------ Records for this exercise

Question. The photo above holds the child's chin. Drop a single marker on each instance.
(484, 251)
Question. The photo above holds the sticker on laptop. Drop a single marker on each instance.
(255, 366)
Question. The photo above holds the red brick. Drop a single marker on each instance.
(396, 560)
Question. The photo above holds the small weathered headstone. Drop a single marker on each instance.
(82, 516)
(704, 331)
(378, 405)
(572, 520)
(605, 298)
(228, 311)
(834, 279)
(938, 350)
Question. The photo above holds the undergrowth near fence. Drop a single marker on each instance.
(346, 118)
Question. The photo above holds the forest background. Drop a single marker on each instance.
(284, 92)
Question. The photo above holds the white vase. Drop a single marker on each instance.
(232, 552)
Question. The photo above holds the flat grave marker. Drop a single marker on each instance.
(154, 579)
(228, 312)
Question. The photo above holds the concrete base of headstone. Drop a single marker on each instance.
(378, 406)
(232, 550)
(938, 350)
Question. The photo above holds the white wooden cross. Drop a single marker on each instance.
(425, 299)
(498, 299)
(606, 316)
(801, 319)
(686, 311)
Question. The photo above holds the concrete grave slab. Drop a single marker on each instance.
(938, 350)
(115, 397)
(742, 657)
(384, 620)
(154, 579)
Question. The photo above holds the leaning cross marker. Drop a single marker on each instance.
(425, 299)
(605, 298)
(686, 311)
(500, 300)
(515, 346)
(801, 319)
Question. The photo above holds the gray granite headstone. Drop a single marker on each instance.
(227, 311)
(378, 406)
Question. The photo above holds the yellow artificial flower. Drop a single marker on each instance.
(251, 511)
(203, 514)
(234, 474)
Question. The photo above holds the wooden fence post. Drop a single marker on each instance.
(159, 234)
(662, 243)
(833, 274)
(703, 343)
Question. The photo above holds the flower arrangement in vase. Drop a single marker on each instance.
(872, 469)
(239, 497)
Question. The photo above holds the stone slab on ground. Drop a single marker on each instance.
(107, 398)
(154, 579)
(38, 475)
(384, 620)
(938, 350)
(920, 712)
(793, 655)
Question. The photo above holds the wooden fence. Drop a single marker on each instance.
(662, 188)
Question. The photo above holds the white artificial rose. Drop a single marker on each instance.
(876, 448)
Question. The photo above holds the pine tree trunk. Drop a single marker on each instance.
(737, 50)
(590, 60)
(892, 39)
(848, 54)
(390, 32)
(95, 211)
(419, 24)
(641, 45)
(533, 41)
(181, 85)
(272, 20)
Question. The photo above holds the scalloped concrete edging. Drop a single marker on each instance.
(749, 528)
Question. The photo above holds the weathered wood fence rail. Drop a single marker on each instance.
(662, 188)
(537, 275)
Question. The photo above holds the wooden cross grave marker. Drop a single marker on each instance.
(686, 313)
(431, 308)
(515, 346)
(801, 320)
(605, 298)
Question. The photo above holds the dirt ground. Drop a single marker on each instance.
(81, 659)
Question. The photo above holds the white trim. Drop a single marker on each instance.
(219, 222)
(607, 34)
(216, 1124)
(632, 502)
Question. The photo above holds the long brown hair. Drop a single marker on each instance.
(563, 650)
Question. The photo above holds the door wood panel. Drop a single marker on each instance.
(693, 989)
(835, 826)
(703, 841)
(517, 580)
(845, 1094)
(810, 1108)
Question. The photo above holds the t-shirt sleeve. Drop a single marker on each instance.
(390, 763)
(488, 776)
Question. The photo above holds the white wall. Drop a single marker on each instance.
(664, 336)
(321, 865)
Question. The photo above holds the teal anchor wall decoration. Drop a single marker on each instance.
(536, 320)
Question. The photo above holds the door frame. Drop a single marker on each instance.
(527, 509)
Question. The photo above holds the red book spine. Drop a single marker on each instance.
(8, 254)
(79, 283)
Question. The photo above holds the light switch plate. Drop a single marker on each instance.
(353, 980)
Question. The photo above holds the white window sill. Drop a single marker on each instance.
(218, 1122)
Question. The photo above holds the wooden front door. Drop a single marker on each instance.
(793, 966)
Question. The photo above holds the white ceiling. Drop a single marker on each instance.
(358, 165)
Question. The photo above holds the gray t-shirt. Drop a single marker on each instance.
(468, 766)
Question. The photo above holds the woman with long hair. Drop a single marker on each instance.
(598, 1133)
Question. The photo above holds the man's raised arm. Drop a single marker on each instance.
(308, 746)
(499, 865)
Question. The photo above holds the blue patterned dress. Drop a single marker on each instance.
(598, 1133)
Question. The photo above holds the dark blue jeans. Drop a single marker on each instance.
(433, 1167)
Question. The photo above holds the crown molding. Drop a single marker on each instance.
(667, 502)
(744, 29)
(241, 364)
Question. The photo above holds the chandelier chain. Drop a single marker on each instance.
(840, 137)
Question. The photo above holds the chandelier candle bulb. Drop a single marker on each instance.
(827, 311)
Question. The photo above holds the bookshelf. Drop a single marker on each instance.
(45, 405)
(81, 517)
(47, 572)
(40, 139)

------------

§ **Task statement**
Give the data again in full, keeping every line as it was.

§ **Answer to this task**
Question. The photo above holds the child's chin. Drop a single marker on each instance.
(484, 251)
Question. The photo above holds the sticker on laptop. Drop a single marker on each instance.
(255, 366)
Question. The photo above holds the red brick. Drop a single marker on each instance.
(396, 560)
Question. The photo above holds the small weathered headstone. Drop a single marker on each instance.
(82, 516)
(704, 331)
(378, 405)
(572, 520)
(605, 298)
(228, 311)
(834, 279)
(938, 350)
Question. The photo above holds the undergrowth near fence. Drop a single marker on each instance.
(346, 118)
Question. The photo above holds the forest background. Drop a single marker on each instance.
(284, 92)
Question. The photo above holds the white vase. Drop a single marker on each instance.
(232, 552)
Question. The photo above holds the flat grave marker. Drop a single marker on each instance.
(154, 579)
(228, 312)
Question. The photo above holds the concrete base of headstone. Drop a single marker on each instance.
(378, 406)
(232, 550)
(938, 350)
Question. The photo above holds the white wooden cross. Drop a single marker on each instance.
(425, 299)
(498, 299)
(606, 316)
(801, 319)
(686, 311)
Question. The photo above holds the concrete grave slab. Drop a single marker on each instance.
(938, 350)
(115, 397)
(742, 657)
(384, 620)
(154, 579)
Question. The photo above holds the leaning cross marker. Drop a single marker on each instance.
(425, 299)
(605, 298)
(686, 311)
(500, 300)
(515, 346)
(801, 319)
Question. The photo above holds the gray granite headstone. Drop a single marker on each instance.
(227, 311)
(378, 406)
Question. The photo above holds the yellow artificial flower. Drop a single marker on each instance.
(251, 511)
(203, 514)
(234, 474)
Question. The photo above holds the wooden fence post. Drop a single marker on each instance.
(159, 234)
(662, 243)
(833, 274)
(703, 343)
Question. The photo above holds the flower arrangement in vase. Drop a single marker on each instance.
(872, 469)
(239, 497)
Question. The photo above holds the stone slab on ground. Drop a single marker on each instance.
(107, 398)
(154, 579)
(38, 475)
(384, 620)
(938, 350)
(920, 712)
(793, 655)
Question. The photo above holds the wooden fence. Drop a single marker on each instance.
(662, 188)
Question. The photo above holds the white artificial rose. Drop a single marker on each instance.
(876, 448)
Question. The photo above holds the pine tree trunk. Drop a single marker on each instance.
(737, 50)
(590, 60)
(892, 39)
(848, 54)
(390, 32)
(95, 211)
(419, 24)
(641, 45)
(533, 41)
(181, 85)
(272, 20)
Question. The photo above holds the scalloped concrete edging. Drop a single marker on each instance.
(749, 528)
Question. The photo above holds the weathered wood fence rail. Drop a single marker on each instance.
(662, 188)
(537, 275)
Question. The photo above holds the wooden cross grave marker. Drop a single marker on each instance.
(686, 313)
(431, 308)
(515, 346)
(801, 320)
(605, 298)
Question. The photo above holds the dirt ground. Drop a single marker on each instance.
(81, 659)
Question. The photo above holds the white trim. Drop a single marker on each instance.
(219, 222)
(607, 34)
(216, 1124)
(632, 502)
Question. The photo above holds the long brown hair. Drop a single marker on each instance.
(563, 650)
Question. The photo above holds the door wood panel. Drop a single marker on each instance.
(693, 989)
(835, 826)
(703, 841)
(517, 580)
(845, 1094)
(810, 1108)
Question. The photo above holds the t-shirt sleeve. Drop a single marker on each instance.
(390, 763)
(488, 776)
Question. The photo above holds the white wall. Drop a single marker on each instance.
(664, 336)
(321, 865)
Question. The photo above holds the teal anchor wall decoration. Drop a single marker on each instance.
(536, 320)
Question. The photo above holds the door frame. Drop a single marker on each instance.
(527, 509)
Question. The photo above holds the red book spine. Drop a single marker on each instance.
(8, 254)
(79, 283)
Question. The photo above holds the light switch plate. Drop a single marker on each instance.
(353, 980)
Question. The photo above holds the white window sill. Drop a single marker on each instance.
(218, 1122)
Question. The photo above holds the wooden front door. Drop a single marker on each instance.
(793, 966)
Question. The photo above holds the white ceiling. Drop a single marker on each instance.
(358, 165)
Question. The photo above holds the gray t-shirt. Drop a single marker on each instance.
(468, 766)
Question. The photo above holds the woman with long hair. Drop a single marker on each instance.
(598, 1133)
Question. The photo above holds the man's raised arm. Drop a single marker on each instance.
(308, 746)
(499, 865)
Question. The photo above holds the blue patterned dress. Drop a single marker on each instance.
(598, 1133)
Question. The photo above holds the dark blue jeans. Drop a single marker on each instance.
(433, 1167)
Question. The photo above holds the crown molding. Drop a single marker on each instance.
(667, 502)
(744, 29)
(241, 364)
Question. The photo above holds the chandelier chain. Drop a single marker on each instance.
(840, 137)
Question. The photo above holds the chandelier candle bulb. Drop a single marker on each instance.
(827, 311)
Question. The photo above holds the bookshelf. Drop a single marker on each instance.
(45, 405)
(81, 517)
(47, 572)
(40, 139)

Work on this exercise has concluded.